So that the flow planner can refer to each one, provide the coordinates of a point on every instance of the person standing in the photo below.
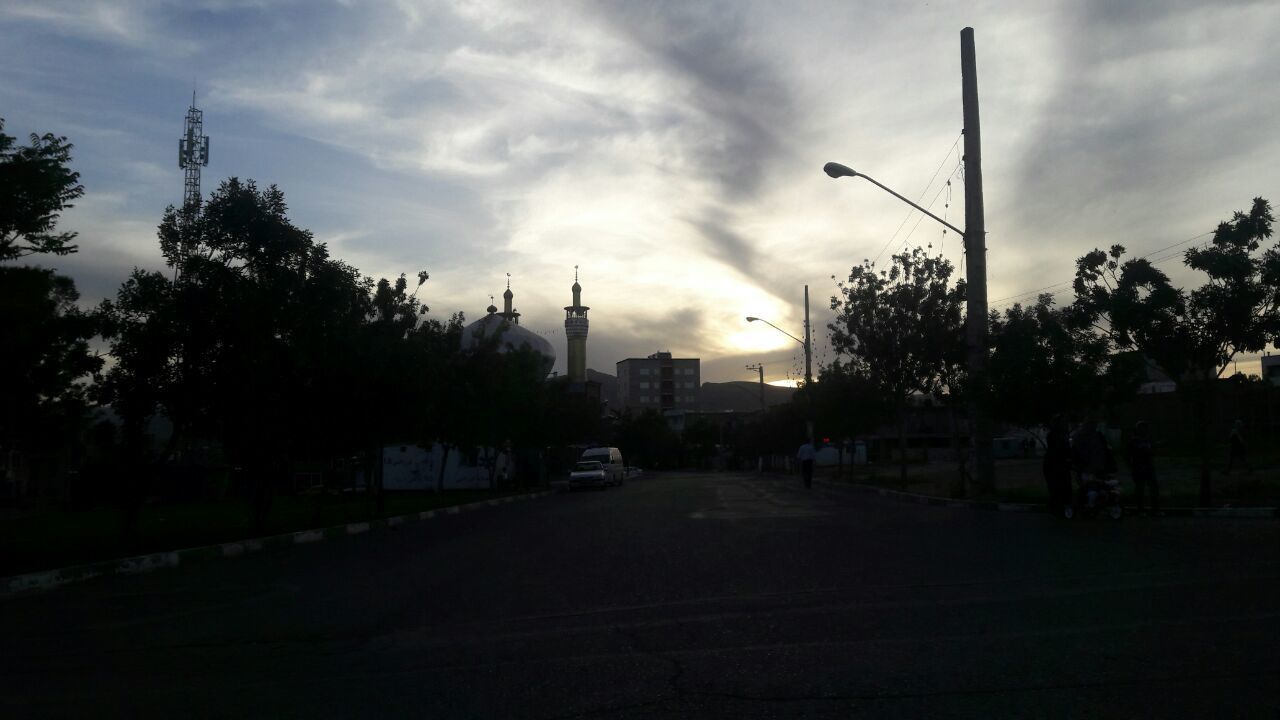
(805, 455)
(1237, 449)
(1143, 466)
(1057, 465)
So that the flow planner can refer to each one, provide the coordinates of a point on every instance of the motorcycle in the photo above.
(1093, 497)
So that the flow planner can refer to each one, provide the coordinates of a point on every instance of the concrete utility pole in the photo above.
(976, 268)
(808, 368)
(808, 343)
(759, 367)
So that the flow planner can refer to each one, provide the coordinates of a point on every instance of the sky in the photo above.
(671, 151)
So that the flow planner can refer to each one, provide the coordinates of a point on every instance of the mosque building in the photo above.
(506, 328)
(575, 332)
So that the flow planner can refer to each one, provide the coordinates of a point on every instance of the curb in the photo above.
(48, 579)
(1255, 513)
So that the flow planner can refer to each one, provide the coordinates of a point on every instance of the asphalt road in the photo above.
(680, 596)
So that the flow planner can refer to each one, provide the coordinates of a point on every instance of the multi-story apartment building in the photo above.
(658, 382)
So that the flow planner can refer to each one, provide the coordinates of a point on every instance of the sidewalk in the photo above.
(1011, 505)
(48, 579)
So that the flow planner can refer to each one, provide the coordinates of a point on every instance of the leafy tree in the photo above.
(1191, 336)
(46, 352)
(848, 402)
(1043, 363)
(901, 328)
(45, 358)
(256, 342)
(36, 185)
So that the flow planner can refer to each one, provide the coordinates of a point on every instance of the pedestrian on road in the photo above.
(1237, 452)
(807, 454)
(1057, 465)
(1143, 466)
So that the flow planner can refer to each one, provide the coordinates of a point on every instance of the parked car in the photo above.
(589, 474)
(611, 458)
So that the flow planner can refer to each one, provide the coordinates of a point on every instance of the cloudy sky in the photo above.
(672, 150)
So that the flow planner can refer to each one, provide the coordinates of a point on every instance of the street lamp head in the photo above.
(837, 171)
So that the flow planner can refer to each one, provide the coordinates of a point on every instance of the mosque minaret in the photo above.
(575, 329)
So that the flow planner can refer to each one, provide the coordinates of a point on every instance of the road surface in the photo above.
(680, 595)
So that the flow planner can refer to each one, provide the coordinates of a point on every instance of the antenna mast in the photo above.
(192, 154)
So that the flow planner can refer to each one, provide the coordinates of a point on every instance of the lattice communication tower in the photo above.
(192, 154)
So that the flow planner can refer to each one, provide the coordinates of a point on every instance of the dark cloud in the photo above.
(1137, 105)
(735, 85)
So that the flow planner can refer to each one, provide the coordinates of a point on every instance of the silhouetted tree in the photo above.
(848, 402)
(1042, 364)
(900, 327)
(46, 352)
(256, 342)
(1191, 336)
(36, 185)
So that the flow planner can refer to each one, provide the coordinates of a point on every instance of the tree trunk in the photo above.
(444, 461)
(129, 469)
(380, 502)
(901, 438)
(1207, 427)
(955, 449)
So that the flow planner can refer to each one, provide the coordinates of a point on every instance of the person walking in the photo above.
(805, 455)
(1057, 465)
(1237, 449)
(1143, 466)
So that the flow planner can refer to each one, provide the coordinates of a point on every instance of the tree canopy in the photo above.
(36, 185)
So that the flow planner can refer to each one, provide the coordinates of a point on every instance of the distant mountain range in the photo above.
(739, 396)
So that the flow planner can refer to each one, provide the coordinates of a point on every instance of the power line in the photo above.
(908, 217)
(1036, 292)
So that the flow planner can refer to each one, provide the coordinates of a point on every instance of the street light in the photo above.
(808, 347)
(837, 171)
(976, 318)
(749, 319)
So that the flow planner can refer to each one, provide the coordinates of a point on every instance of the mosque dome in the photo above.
(511, 337)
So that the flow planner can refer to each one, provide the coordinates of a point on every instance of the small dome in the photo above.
(511, 337)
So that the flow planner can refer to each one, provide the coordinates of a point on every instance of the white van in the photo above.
(615, 470)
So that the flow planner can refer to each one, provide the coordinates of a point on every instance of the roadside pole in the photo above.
(976, 269)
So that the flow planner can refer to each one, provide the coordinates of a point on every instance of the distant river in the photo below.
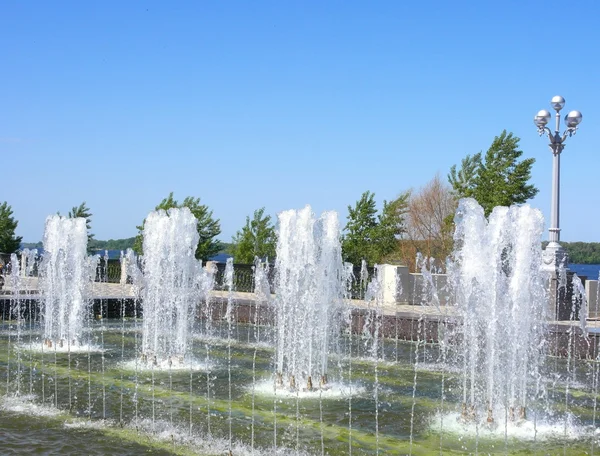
(588, 270)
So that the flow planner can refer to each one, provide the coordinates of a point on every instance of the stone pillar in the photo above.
(389, 280)
(406, 280)
(23, 264)
(123, 279)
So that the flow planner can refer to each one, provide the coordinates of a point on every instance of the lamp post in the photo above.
(555, 255)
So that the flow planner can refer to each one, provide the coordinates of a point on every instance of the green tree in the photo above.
(256, 239)
(391, 226)
(369, 236)
(9, 243)
(82, 211)
(498, 179)
(208, 228)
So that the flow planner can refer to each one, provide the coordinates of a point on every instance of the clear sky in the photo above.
(281, 104)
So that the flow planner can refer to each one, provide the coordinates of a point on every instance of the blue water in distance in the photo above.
(588, 270)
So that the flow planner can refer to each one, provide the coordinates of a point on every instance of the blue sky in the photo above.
(282, 104)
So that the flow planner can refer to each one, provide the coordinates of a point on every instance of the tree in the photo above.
(9, 243)
(369, 236)
(429, 223)
(499, 179)
(83, 211)
(391, 227)
(208, 228)
(256, 239)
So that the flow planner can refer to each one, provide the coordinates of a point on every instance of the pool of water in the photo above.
(405, 401)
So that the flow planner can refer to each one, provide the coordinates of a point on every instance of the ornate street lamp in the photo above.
(555, 255)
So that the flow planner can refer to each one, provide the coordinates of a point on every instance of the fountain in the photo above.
(501, 298)
(173, 282)
(309, 291)
(469, 370)
(66, 275)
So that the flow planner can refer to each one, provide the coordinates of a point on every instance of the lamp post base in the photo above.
(555, 257)
(556, 263)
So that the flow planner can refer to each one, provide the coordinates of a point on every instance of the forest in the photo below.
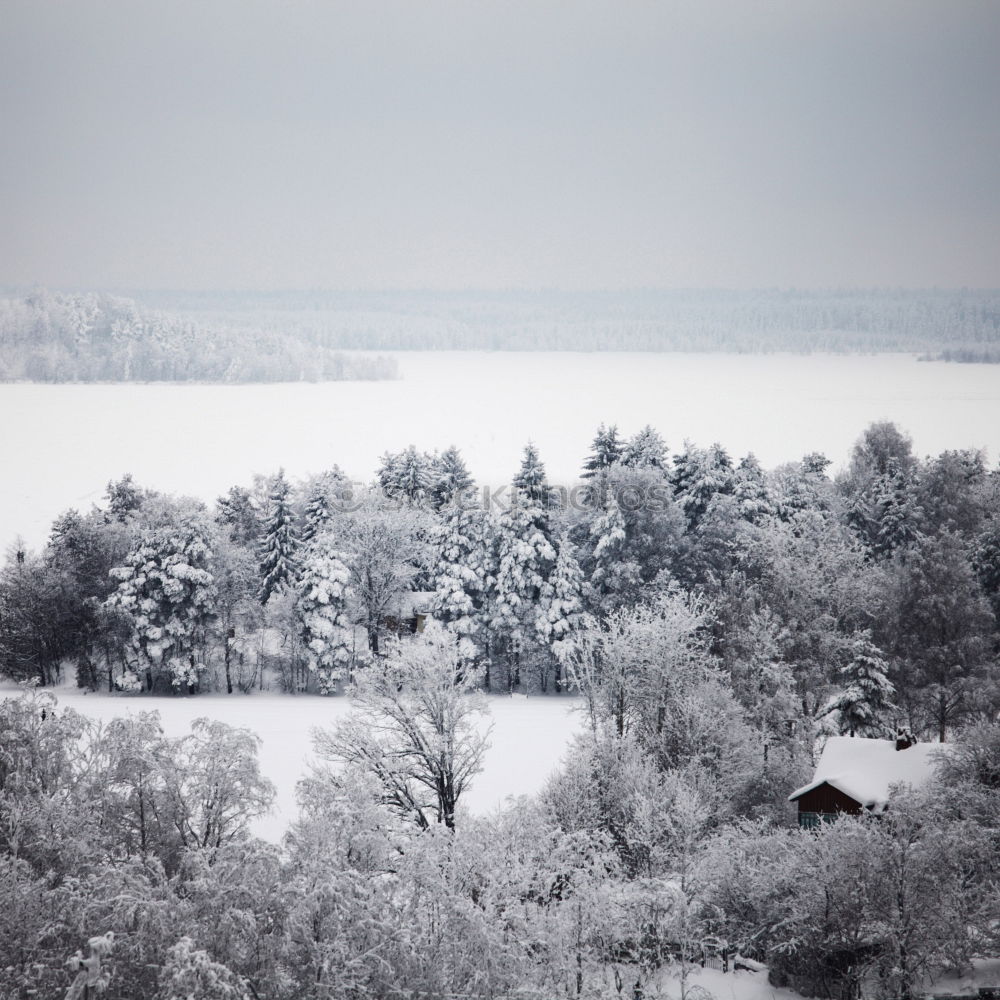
(956, 325)
(715, 622)
(47, 337)
(291, 337)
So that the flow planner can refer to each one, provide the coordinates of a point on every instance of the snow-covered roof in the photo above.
(412, 602)
(866, 769)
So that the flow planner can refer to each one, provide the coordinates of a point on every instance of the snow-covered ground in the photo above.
(528, 739)
(62, 443)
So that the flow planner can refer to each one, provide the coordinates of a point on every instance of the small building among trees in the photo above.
(408, 613)
(855, 775)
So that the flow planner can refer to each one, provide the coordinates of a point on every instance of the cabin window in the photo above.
(811, 820)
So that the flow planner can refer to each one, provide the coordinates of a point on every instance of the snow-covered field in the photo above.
(528, 739)
(62, 443)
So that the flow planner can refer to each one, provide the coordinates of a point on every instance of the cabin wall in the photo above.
(828, 800)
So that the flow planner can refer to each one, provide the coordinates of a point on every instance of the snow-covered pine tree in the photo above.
(609, 533)
(867, 693)
(524, 559)
(806, 487)
(387, 473)
(614, 575)
(321, 494)
(317, 512)
(605, 450)
(698, 476)
(459, 574)
(323, 590)
(896, 515)
(168, 593)
(531, 488)
(451, 481)
(754, 501)
(645, 450)
(414, 475)
(278, 561)
(561, 615)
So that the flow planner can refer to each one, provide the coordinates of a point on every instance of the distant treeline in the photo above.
(957, 325)
(102, 338)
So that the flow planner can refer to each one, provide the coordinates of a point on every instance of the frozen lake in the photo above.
(61, 444)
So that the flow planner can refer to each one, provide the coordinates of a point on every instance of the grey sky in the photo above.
(243, 144)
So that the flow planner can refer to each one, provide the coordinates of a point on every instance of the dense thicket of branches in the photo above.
(965, 325)
(103, 338)
(718, 621)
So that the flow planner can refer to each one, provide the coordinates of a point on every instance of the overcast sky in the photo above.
(241, 144)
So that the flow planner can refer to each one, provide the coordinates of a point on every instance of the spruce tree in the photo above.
(754, 501)
(561, 615)
(896, 515)
(605, 451)
(645, 450)
(317, 512)
(530, 484)
(167, 591)
(698, 476)
(524, 558)
(323, 590)
(459, 575)
(451, 481)
(414, 475)
(867, 691)
(278, 563)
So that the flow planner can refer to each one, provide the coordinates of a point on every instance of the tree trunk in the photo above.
(230, 634)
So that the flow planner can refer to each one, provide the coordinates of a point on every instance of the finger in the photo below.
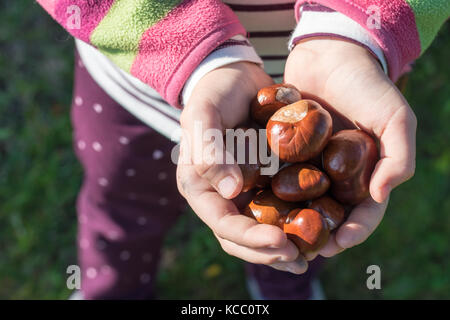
(397, 154)
(222, 216)
(362, 221)
(299, 266)
(331, 248)
(203, 125)
(267, 256)
(310, 256)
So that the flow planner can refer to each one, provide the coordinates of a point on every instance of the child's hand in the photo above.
(221, 100)
(349, 79)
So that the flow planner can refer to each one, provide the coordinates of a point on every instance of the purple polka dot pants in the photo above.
(129, 200)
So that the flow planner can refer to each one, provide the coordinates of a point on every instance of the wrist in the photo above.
(316, 51)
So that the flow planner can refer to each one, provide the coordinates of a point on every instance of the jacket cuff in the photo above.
(390, 23)
(316, 20)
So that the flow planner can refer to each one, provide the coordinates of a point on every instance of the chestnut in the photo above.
(263, 181)
(349, 159)
(267, 208)
(269, 99)
(307, 229)
(300, 182)
(299, 131)
(331, 210)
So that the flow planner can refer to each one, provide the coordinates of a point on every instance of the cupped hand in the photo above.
(351, 84)
(221, 101)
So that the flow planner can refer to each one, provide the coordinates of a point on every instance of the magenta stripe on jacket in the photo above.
(170, 50)
(397, 36)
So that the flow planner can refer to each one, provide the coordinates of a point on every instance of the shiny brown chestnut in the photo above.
(307, 229)
(300, 182)
(331, 210)
(349, 159)
(267, 208)
(299, 131)
(270, 99)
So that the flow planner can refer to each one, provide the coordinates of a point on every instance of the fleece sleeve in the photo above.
(159, 42)
(402, 29)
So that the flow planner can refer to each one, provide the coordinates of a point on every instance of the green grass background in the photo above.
(39, 179)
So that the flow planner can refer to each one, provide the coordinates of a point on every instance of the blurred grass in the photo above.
(40, 177)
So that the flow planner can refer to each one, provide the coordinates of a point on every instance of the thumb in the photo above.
(203, 128)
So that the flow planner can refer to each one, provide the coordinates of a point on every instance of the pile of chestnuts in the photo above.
(322, 174)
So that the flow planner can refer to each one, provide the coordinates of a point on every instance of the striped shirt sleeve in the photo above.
(159, 42)
(403, 29)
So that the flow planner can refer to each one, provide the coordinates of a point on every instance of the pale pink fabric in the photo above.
(398, 36)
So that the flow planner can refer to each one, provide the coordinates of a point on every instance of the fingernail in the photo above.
(301, 262)
(227, 186)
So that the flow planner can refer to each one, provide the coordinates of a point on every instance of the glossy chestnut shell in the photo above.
(331, 210)
(300, 182)
(349, 159)
(270, 99)
(267, 208)
(307, 229)
(299, 131)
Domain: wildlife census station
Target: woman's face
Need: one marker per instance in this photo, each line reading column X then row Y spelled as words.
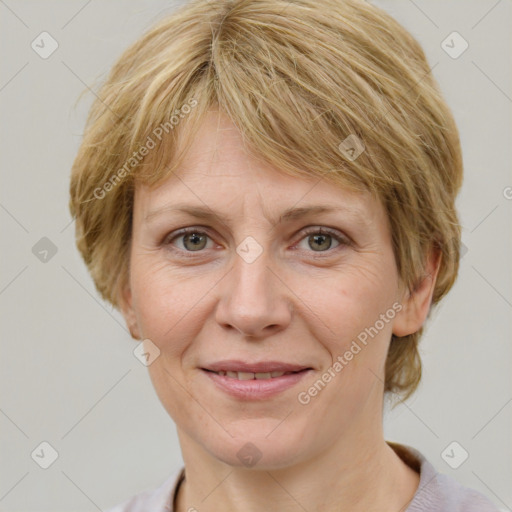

********************

- [Written instruction]:
Set down the material word for word, from the line containing "Domain: wildlife census station" through the end of the material, both included. Leave the pictures out of your answer.

- [Result of the exercise]:
Domain: wildlife census station
Target: woman's face
Need: one marker per instance in this photo, each line reading column X then row Y spelled as words.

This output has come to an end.